··· Records supplied ···

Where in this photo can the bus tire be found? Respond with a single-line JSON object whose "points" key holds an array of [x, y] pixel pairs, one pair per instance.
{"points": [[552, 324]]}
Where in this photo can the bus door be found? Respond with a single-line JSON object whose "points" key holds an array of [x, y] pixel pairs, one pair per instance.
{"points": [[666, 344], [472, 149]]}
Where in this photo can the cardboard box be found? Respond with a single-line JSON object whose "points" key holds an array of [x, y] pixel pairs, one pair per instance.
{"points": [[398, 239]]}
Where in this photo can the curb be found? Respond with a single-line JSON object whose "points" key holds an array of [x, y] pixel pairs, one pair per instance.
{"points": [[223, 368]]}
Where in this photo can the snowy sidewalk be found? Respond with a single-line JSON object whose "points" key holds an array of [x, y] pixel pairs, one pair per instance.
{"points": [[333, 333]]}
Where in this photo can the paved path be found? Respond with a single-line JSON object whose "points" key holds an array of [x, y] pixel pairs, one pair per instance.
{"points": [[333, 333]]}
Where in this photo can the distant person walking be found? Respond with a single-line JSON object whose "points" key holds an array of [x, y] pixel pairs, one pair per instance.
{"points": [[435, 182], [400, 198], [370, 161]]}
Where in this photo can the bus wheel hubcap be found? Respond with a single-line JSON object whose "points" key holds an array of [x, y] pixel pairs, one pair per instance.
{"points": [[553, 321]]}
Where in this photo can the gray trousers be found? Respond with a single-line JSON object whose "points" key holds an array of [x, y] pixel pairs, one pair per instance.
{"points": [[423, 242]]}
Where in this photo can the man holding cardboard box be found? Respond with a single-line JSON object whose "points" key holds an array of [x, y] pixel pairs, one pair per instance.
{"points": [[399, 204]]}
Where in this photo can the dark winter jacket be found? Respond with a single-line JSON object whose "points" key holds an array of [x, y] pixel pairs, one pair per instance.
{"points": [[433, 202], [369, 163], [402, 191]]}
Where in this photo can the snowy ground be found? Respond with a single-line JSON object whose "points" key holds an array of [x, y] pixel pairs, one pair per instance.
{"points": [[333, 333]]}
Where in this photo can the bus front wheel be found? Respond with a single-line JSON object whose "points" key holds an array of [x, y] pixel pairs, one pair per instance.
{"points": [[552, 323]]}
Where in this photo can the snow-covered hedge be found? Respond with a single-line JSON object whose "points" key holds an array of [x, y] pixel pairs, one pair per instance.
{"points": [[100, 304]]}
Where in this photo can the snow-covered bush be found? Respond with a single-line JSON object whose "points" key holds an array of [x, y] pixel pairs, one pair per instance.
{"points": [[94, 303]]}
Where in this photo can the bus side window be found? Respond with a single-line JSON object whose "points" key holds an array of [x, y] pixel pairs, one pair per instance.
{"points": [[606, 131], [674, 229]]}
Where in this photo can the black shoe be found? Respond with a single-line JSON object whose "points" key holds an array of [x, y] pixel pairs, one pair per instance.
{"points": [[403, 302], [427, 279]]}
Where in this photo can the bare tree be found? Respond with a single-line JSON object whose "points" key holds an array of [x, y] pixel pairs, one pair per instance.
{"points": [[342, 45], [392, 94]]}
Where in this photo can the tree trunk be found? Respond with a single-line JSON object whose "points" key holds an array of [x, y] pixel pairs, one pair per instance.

···

The line with "Where in this photo can the snow-covered bush" through the last line of the data: write these out exactly, and no others.

Where in this photo can the snow-covered bush be found? Respond with a single-line JSON object whose "points" key holds an array of [x, y] pixel pairs, one pair per instance.
{"points": [[94, 303]]}
Where in this photo can the bus side window be found? Respond with a single-line JSON object whose "points" key holds an array of [x, y] pixel pairs, one pair per instance.
{"points": [[606, 131], [674, 229]]}
Where in this photo can the black shoe be found? Respond with a single-line JSON object whose "points" key holds an array of [x, y] pixel pairs, one pair per instance.
{"points": [[403, 302], [427, 279]]}
Where in this photo can the bare tree be found? Respond with a single-line JSON object whose "points" key holds an array of [x, y] pixel pairs, one pair per instance.
{"points": [[342, 45], [392, 94]]}
Where in this photo can the tree trunk be found? Respond with a single-line JSON object whose "points" key holds an array of [x, y] pixel pairs, one pair per instance.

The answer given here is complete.